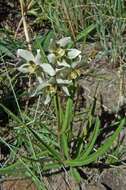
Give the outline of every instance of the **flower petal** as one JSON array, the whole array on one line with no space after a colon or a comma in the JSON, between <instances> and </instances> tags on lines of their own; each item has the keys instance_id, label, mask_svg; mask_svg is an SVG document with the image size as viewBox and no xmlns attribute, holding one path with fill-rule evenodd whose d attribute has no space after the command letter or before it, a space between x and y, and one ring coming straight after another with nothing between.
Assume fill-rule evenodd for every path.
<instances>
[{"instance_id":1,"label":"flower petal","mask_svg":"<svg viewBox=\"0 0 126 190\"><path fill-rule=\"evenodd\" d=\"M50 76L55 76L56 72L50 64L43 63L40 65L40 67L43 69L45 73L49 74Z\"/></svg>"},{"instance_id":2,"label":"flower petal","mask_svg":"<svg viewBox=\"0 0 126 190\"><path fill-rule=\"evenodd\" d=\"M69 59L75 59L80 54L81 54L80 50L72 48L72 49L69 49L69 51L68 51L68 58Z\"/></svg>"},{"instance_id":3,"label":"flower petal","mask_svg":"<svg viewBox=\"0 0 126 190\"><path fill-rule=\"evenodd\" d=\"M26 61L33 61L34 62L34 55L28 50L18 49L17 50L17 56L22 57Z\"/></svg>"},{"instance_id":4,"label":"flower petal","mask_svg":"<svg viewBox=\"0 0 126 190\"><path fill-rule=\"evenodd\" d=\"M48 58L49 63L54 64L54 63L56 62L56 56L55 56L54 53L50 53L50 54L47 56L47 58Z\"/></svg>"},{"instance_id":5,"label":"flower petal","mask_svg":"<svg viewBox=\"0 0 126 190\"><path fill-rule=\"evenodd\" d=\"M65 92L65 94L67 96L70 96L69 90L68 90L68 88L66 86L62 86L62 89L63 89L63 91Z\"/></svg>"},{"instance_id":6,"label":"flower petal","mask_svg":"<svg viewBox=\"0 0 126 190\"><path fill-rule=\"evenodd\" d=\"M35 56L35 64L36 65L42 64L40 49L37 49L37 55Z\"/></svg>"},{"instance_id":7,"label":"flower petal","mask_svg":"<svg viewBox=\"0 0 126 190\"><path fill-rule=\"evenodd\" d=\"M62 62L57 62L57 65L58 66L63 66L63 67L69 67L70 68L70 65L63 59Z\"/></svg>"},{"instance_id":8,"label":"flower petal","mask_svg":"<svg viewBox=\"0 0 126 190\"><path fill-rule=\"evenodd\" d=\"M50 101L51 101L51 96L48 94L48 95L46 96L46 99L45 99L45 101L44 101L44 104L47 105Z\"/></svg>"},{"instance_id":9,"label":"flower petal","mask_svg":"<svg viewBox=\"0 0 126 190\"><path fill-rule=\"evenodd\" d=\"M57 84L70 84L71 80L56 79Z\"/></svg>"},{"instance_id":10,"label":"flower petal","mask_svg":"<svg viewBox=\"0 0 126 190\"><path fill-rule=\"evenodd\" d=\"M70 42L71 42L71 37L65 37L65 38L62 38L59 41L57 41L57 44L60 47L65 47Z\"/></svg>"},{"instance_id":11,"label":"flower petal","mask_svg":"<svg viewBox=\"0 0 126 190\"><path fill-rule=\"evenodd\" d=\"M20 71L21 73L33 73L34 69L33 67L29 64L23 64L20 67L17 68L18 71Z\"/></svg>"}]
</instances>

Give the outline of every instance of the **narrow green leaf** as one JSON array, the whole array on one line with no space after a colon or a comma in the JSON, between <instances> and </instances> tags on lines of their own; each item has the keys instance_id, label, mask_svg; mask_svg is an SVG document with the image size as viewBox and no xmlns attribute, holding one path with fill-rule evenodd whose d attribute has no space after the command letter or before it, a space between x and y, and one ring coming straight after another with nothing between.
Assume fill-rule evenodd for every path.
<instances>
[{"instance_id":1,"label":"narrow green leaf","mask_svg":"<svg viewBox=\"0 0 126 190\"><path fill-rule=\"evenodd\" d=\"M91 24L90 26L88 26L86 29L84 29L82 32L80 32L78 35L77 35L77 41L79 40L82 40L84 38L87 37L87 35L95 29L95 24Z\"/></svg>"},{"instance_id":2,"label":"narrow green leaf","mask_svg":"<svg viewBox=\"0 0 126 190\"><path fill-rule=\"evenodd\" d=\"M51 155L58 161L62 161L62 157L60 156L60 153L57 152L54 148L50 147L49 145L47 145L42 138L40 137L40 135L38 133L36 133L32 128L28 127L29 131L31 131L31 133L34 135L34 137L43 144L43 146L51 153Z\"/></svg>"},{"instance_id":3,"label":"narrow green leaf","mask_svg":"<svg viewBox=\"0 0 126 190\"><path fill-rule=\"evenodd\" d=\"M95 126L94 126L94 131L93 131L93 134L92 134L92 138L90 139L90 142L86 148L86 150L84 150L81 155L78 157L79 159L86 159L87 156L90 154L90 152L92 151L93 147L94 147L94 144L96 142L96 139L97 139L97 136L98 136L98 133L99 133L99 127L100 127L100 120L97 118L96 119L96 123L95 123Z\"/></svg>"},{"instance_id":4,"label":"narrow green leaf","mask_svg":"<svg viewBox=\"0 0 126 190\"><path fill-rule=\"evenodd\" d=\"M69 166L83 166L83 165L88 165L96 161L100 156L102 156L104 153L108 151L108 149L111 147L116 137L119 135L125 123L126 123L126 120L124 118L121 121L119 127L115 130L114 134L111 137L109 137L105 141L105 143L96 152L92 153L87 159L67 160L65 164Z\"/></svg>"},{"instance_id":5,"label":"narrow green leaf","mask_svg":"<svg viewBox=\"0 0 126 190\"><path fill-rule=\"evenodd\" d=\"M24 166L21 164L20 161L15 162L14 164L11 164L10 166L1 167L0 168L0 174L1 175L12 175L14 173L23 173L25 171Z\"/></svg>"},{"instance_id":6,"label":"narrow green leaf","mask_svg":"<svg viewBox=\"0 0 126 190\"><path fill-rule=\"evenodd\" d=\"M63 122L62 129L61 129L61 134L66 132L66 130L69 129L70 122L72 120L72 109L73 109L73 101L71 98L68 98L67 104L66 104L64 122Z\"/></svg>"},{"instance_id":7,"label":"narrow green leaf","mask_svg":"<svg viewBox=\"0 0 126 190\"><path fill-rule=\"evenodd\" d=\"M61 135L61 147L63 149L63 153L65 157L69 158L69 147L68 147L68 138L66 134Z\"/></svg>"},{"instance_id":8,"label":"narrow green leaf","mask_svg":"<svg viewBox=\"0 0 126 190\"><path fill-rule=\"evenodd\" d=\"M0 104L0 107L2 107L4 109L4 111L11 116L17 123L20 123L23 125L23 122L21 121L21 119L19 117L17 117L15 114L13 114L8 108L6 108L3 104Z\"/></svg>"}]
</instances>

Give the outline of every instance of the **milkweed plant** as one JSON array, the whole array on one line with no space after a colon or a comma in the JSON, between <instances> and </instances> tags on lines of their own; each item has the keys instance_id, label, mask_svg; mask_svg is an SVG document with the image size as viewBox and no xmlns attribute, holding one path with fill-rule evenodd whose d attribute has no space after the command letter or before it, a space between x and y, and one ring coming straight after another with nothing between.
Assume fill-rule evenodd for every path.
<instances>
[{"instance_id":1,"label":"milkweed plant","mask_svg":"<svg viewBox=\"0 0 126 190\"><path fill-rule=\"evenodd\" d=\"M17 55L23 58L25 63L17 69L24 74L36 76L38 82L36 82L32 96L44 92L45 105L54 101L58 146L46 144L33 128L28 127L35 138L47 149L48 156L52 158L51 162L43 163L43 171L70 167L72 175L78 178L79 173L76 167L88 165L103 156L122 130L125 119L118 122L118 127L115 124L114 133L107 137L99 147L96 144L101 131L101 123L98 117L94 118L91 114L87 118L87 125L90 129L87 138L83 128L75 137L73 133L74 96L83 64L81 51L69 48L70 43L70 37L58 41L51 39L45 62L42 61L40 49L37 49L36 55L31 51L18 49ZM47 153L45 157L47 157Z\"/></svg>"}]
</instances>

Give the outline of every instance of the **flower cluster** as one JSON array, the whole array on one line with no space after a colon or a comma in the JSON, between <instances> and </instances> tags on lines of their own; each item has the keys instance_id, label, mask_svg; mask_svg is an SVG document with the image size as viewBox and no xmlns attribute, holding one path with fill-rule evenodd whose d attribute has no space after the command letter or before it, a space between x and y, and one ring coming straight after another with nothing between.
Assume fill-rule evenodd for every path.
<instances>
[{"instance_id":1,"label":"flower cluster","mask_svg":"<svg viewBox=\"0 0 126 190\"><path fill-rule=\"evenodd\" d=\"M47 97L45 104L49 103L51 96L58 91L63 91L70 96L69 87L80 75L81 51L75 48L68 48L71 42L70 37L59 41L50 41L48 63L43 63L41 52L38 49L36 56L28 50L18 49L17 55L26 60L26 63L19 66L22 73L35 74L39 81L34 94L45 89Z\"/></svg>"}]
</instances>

****************************************

### Problem description
Return, word for word, every line from the line with "Give the outline of every instance of the **flower cluster**" to the final line of the data.

### Response to this task
Give the outline of every instance of the **flower cluster** as one JSON array, the whole array on one line with no space after a colon or a comma in the JSON, between <instances> and </instances> tags on lines of their own; each item has the keys instance_id, label, mask_svg; mask_svg is an SVG document with the image size as viewBox and no xmlns attribute, holding one path with fill-rule evenodd whose d attribute has no space after the command letter or before it, a space between x and y, and one ring coming straight after another with nothing between.
Assume fill-rule evenodd for every path.
<instances>
[{"instance_id":1,"label":"flower cluster","mask_svg":"<svg viewBox=\"0 0 126 190\"><path fill-rule=\"evenodd\" d=\"M47 97L45 104L49 103L51 96L58 91L63 91L70 96L69 87L80 75L81 51L75 48L68 48L71 42L70 37L59 41L50 41L48 63L43 63L41 52L38 49L36 56L28 50L18 49L17 55L26 60L26 63L19 66L22 73L35 74L39 81L34 94L45 89Z\"/></svg>"}]
</instances>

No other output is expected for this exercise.